***** Given passage *****

I'm not local to Aberdeenshire and I have little experience of Kincardinshire or the Mearns area but the book is a little gem of Watt's knowledge gathered over decades which doubles as a history of the area as well.

Where his original information derives from is very varied -some from original textbooks, old maps,  and histories of the area; some from anecdotal material; some from the libraries of landowners of the area whom I'm guessing he was acquainted with.

The aim of Watt in writing the book of routes is to "stimulate public interest in the history, character and beauty of Kincardineshire, to further knowledge of and interest in our local heritage and to encourage the preservation of various ancient historical sites and buildings that mean so much to us and are of aesthetic and environmental importance."

The book was published just a few years before I moved to Aberdeenshire but I'm very ignorant of the area save when I drive northbound along the A90 to reach Aberdeen, or the opposite direction to drive south to Edinburgh or Glasgow.  Watt is careful in his book to make clear that some roads which were anecdotally and in the local oral tradition thought to be historically Roman are not attested by the Archaeological Department of Aberdeen University. That is not to say the Romans never laid down any proper roads in Kincardine, it just means thorough excavations have never been done to prove it.

In the following extract he writes about a Roman Camp near Kair House (Fordoun) It is believed by some historians to have been created by Emperor Severus around AD 210 rather then during the Agricolan expeditions of the first century AD (AD 84). Watt sounds pretty sure of his information in this book but the site has never been given official status because, like so many others, no formal adn positive excavations have been recorded.

An aerial survey led to this belief the aerial photograph taken in 1945. Watt's description is highly readable even if not proven!

***** Data provided *****

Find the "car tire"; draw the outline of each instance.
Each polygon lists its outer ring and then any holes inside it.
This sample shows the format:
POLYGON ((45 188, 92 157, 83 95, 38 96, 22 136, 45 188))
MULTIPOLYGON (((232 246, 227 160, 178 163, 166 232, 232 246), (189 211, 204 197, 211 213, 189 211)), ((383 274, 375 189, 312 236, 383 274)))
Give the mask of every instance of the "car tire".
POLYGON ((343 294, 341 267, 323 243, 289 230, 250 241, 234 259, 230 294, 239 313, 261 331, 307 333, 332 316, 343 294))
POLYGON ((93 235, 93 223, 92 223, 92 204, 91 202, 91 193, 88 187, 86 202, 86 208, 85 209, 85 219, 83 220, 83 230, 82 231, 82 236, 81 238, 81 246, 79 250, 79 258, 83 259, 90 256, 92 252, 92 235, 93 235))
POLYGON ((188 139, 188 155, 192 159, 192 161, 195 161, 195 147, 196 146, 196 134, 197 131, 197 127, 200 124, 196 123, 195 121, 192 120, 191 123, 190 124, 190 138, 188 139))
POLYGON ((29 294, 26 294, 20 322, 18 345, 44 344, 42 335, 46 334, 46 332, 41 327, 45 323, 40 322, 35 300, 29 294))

*****

→ Activity: Please duplicate the part of the book review starting with "I'm not local" and going on through "area as well.", word for word.

→ The answer:
I'm not local to Aberdeenshire and I have little experience of Kincardinshire or the Mearns area but the book is a little gem of Watt's knowledge gathered over decades which doubles as a history of the area as well.